Par / 13 novembre 2006

Le P.L.F.S.S. ne respecte pas les principes de régularité et de sincérité des comptes et ne permet d’assurer l’égal accès aux soins pour tous.

Une des règles d’or de la comptabilité est de ne recourir à l’emprunt que pour financer les dépenses d’investissement, mais il semble que vous l’ignoriez : la réduction annoncée du déficit des comptes sociaux ne se fait ici ni par une augmentation des ressources de la sécurité sociale ni par une subvention de l’État mais bien plutôt par un recours systématique à l’emprunt.

De ce fait, les établissements publics en charge de la gestion de branches du régime général n’ont pu assurer l’équilibre financier de leur branche respective comme leur en fait obligation le Code de la sécurité sociale.

Vous n’assumez pas non plus vos responsabilités envers l’agence centrale des organismes de sécurité sociale (ACOSS) et les fonds qui concourent au financement de la sécurité sociale.

Lors de son audition, le président de l’ACOSS nous a indiqué que l’État ne respectait pas l’article L. 139-2 du Code de la sécurité sociale : il en résulte par cet organisme des frais financiers qu’il ne devrait pas avoir à supporter si le principe de neutralité financière des flux de trésorerie entre l’État et la sécurité sociale était respecté.

Contrairement à ce que vous avez dit, monsieur le Ministre, le Ffipsa n’a pas été siphonné par les trente-cinq heures.

Le Ffipsa a remplacé le budget annexe de prestation sociale agricole (BAPSA) qui était toujours voté à l’équilibre. Est- ce la raison pour laquelle vous l’avez supprimé ? Je doute que l’amendement de la commission - que je voterai - vous pousse à accorder au Ffipsa les sommes que vous lui refusez depuis deux ans. M. Copé ne m’a guère laissé d’espoir sur ce point.

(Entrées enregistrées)
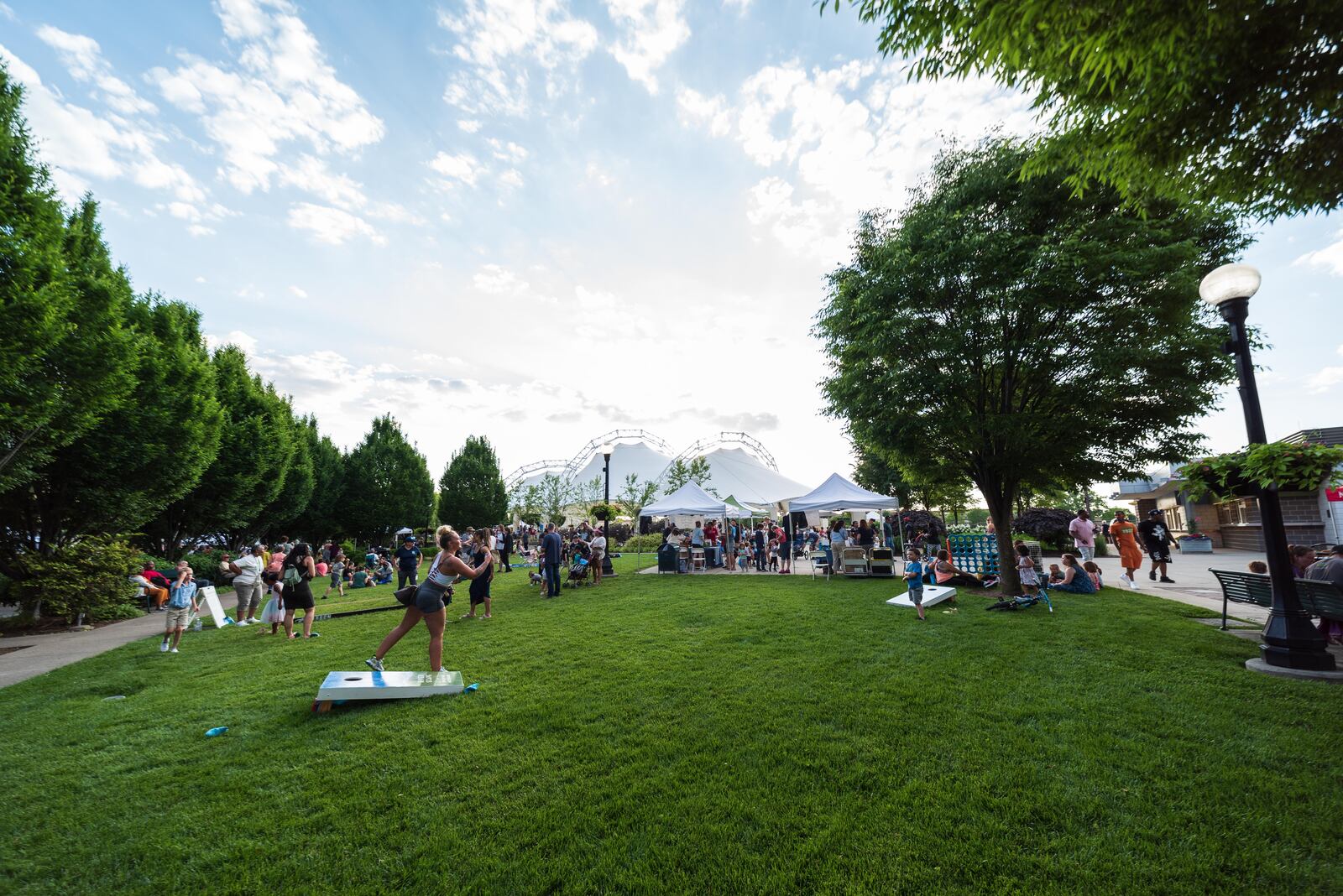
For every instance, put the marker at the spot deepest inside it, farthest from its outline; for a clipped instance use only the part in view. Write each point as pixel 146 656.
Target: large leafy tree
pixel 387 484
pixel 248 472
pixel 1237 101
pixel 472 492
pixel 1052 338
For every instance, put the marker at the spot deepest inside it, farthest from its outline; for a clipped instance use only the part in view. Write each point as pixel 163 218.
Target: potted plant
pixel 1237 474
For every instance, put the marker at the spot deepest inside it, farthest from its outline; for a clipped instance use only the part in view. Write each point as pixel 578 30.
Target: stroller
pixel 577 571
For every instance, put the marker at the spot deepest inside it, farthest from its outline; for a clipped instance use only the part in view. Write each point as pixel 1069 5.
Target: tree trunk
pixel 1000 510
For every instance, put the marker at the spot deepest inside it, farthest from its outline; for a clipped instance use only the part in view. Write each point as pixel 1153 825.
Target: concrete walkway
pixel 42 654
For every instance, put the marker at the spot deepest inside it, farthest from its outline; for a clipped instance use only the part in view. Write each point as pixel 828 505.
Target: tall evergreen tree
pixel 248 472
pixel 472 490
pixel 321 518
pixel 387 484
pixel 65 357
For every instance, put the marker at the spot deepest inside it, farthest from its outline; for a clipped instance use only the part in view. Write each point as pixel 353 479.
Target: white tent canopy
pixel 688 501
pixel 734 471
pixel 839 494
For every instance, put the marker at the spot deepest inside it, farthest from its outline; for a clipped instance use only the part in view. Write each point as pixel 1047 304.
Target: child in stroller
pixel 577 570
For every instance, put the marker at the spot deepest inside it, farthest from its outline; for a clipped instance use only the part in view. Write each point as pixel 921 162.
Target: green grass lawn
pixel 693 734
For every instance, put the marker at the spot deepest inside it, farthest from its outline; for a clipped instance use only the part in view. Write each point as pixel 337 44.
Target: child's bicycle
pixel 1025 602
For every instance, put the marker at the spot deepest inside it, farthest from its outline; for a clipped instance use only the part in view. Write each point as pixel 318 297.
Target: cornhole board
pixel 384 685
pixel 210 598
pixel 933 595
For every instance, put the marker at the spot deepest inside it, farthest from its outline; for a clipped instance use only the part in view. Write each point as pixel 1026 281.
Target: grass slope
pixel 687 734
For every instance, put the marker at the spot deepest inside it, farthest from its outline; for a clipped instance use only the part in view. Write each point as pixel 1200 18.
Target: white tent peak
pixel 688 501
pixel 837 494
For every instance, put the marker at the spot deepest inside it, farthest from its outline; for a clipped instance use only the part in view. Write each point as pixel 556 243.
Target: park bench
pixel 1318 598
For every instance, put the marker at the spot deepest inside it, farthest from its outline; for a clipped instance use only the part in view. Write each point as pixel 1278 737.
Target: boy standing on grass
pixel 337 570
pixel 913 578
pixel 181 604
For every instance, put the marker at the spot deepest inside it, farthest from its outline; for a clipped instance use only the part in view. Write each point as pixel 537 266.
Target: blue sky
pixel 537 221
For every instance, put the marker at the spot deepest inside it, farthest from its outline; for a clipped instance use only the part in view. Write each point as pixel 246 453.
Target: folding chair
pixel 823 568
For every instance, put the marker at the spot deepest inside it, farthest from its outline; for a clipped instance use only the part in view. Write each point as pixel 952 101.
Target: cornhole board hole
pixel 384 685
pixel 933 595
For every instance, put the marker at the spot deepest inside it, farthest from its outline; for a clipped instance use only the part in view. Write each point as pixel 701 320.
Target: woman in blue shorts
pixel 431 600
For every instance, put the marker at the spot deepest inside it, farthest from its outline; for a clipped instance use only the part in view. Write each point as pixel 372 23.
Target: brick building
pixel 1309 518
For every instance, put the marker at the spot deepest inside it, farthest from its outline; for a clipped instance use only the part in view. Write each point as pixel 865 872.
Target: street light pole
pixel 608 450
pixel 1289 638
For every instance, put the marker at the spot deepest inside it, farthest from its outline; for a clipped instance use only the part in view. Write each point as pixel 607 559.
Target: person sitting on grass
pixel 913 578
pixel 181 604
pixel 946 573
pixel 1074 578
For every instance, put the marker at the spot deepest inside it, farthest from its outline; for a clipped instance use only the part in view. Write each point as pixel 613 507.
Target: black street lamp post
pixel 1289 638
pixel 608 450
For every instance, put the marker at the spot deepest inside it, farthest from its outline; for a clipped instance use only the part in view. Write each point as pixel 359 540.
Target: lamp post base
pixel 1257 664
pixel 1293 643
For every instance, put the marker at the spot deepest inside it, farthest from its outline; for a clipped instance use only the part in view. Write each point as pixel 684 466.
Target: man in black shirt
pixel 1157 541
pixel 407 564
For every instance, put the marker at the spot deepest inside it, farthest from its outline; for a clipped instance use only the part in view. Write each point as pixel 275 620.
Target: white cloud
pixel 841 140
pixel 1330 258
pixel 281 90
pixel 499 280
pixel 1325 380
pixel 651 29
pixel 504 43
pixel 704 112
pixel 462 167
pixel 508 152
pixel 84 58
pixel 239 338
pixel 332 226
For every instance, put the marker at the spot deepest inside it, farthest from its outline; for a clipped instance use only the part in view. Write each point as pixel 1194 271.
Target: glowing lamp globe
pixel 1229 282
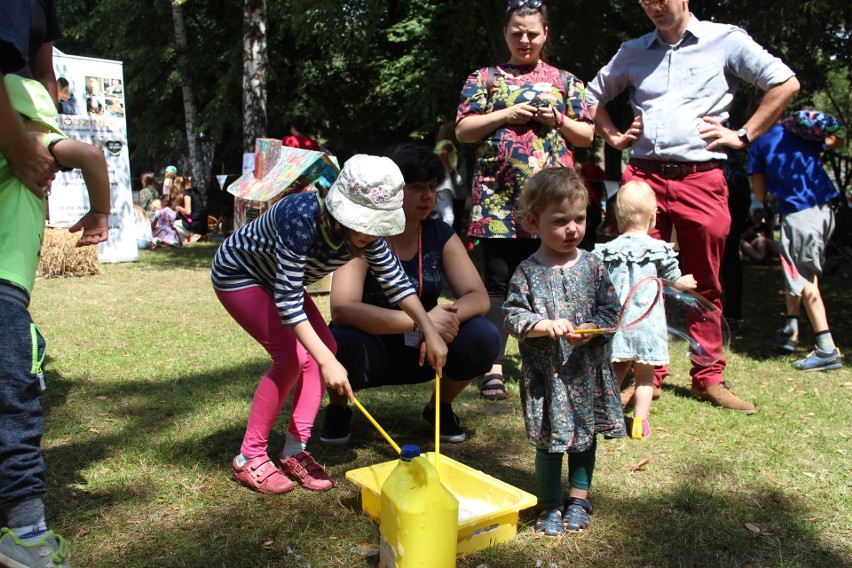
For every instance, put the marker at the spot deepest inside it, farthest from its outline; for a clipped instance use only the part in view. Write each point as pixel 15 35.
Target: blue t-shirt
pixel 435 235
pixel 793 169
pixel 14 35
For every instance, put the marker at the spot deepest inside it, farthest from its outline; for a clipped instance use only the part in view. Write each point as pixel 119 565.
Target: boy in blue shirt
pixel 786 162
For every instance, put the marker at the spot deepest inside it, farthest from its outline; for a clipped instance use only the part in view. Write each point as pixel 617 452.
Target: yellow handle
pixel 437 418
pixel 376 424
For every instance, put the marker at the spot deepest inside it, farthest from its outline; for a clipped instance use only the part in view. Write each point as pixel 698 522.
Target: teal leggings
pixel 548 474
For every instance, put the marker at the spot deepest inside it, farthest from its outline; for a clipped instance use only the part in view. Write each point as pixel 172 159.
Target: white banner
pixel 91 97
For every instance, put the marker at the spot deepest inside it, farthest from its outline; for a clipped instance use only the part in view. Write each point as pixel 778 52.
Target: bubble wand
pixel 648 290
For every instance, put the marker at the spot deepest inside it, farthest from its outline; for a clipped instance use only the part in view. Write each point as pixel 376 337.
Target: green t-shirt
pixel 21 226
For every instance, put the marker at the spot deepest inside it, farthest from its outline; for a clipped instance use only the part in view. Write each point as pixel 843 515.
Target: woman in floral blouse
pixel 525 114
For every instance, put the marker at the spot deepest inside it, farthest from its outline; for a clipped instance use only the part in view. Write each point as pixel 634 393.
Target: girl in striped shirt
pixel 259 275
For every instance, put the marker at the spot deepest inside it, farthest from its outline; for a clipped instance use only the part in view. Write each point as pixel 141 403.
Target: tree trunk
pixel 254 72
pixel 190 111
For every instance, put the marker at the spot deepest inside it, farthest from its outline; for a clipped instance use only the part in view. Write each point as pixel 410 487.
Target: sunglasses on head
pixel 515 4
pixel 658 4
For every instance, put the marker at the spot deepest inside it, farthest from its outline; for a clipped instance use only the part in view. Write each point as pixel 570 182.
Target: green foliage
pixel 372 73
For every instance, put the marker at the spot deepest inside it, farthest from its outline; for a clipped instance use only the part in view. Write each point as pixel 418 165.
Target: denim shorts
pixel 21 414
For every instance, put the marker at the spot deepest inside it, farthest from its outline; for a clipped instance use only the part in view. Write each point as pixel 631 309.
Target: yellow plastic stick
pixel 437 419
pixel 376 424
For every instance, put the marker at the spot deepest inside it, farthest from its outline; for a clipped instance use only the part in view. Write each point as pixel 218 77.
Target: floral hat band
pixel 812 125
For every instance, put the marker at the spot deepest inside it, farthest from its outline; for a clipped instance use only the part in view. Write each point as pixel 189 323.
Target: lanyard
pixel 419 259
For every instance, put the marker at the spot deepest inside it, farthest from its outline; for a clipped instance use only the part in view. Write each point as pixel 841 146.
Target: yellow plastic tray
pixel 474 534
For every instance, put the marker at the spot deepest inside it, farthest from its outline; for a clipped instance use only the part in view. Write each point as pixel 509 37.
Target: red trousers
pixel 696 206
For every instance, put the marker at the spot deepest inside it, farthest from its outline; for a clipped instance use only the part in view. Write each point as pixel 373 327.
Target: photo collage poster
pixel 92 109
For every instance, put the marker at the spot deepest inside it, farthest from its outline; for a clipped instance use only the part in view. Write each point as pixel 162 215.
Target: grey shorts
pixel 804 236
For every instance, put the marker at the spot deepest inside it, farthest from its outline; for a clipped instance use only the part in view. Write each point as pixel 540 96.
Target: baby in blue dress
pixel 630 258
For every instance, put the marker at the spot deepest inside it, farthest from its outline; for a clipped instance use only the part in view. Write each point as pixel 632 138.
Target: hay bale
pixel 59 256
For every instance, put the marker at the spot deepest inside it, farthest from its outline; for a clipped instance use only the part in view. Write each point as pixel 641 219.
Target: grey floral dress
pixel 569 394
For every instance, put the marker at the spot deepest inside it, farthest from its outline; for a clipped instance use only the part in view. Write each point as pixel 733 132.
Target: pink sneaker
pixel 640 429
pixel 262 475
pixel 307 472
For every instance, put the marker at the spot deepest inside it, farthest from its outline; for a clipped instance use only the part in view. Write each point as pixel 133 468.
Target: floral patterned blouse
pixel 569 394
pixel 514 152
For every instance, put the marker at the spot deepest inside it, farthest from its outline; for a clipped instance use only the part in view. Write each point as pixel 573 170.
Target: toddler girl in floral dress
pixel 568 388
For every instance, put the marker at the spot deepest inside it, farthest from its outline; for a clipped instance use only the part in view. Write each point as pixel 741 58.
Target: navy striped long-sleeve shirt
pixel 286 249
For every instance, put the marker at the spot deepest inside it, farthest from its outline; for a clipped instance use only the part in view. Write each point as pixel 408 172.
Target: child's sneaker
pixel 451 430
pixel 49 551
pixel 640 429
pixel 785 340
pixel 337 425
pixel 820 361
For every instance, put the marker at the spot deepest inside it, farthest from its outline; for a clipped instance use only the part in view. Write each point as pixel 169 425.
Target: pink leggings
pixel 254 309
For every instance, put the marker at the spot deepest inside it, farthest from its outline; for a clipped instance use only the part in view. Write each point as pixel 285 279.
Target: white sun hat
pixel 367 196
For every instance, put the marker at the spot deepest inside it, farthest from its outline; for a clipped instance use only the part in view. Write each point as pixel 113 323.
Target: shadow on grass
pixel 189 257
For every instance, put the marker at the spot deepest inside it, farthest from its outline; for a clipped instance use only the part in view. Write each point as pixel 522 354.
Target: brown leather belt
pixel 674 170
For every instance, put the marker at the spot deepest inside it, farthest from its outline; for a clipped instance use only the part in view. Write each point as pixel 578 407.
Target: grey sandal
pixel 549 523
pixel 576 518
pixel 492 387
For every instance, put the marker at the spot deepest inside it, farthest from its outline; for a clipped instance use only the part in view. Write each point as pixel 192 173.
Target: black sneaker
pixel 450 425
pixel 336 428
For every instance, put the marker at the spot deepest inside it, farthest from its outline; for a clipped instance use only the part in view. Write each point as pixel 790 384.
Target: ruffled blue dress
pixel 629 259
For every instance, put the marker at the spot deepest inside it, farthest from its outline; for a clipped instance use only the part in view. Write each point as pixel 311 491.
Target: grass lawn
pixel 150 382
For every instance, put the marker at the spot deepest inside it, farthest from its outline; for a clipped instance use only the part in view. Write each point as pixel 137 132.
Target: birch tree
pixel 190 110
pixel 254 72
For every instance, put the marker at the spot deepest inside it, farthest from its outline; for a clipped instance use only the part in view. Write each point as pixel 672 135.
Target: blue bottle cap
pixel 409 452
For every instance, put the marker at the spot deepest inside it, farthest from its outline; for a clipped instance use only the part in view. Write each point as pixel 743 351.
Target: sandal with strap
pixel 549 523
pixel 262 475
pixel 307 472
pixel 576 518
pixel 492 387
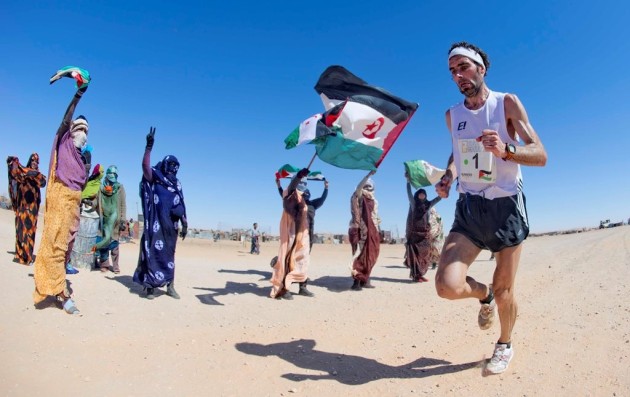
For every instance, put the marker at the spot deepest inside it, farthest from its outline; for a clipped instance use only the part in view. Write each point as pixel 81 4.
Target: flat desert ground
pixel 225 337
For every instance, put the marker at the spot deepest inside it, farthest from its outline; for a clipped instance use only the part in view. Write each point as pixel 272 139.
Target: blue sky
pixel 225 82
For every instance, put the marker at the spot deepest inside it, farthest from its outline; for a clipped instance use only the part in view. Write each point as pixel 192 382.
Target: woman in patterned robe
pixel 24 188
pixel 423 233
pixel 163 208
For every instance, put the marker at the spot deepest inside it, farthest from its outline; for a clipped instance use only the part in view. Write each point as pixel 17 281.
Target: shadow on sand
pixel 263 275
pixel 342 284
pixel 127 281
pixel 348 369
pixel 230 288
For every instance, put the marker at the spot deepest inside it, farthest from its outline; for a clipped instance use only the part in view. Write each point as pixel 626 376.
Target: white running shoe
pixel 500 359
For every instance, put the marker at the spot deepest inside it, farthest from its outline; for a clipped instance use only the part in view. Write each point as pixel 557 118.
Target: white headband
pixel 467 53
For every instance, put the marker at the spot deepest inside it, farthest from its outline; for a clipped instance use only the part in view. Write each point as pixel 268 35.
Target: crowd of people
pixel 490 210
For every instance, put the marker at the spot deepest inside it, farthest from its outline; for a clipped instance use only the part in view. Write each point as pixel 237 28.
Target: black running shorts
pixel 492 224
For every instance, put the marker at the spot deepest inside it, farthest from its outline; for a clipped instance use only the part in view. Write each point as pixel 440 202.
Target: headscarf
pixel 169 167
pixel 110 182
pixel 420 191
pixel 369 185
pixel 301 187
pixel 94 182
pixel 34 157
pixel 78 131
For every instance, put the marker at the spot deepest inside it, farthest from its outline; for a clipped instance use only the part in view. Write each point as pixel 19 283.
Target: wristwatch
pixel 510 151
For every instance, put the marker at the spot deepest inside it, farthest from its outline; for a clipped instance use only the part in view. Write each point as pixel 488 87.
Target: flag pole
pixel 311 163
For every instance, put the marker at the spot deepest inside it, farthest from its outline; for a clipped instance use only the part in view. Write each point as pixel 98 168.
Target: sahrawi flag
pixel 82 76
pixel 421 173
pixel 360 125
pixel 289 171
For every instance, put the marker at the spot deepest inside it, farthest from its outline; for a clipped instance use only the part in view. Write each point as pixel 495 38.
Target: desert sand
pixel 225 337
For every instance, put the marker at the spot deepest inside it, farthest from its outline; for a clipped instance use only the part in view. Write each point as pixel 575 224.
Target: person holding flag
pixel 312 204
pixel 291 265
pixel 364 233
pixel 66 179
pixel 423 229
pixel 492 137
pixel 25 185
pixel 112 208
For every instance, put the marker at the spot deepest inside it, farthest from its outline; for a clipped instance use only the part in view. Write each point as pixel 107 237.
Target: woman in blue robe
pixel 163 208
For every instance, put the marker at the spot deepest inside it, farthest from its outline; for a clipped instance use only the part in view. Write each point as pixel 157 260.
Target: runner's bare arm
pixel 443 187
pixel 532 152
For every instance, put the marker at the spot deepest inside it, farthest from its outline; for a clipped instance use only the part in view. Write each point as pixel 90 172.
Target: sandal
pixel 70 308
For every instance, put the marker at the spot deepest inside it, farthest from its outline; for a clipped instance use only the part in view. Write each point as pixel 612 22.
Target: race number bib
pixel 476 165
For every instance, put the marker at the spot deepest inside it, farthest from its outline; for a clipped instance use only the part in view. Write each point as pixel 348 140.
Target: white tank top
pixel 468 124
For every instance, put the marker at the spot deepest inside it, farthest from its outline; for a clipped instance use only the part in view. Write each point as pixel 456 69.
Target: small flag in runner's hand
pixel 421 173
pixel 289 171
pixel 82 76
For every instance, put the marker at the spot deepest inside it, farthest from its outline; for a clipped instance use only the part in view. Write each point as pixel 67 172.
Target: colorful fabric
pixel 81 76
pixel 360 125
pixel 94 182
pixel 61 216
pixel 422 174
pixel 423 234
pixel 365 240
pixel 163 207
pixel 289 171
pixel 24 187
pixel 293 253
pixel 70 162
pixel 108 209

Tâche à réaliser: Prolongez l'extrait sur le P.L.F.S.S. et le financement de la sécurité sociale en reprenant juste après sa dernière phrase.

Réponse attendue:
Les moyens utilisés pour financer les découverts de l’ACOSS sont très contestables. L’État est pris en flagrant délit d’insincérité : il travestit les besoins de financement en besoins de trésorerie afin de recourir à des ressources non permanentes. Il donne à l’article L.O.111-3 du Code de la sécurité sociale une interprétation exclusive qui n’est pas conforme à l’esprit du texte.

En 2007, le plafond d’avance a été fixé à 28 milliards par le régime général et à 7 milliards par le Ffipsa : à de tels niveaux il s’agit bien de déficits structurels et non de simples besoins de trésorerie. Le courage et la volonté vous manquent pour procéder aux réformes nécessaires. Comment espérer obtenir en 2007, année électorale, ce qui n’a pas été réalisé en cinq ans ? La réforme de l’assurance maladie de 2004 n’a été qu’un coup d’épée dans l’eau. La commission des Affaires sociales, dans son communiqué du 8 novembre, en convient : « L’utilisation de recettes ponctuelles à effet unique n’est qu’un pis-aller dans l’attente d’une véritable réforme ». La grande réforme « Douste-Blazy » n’était donc pas une véritable réforme ?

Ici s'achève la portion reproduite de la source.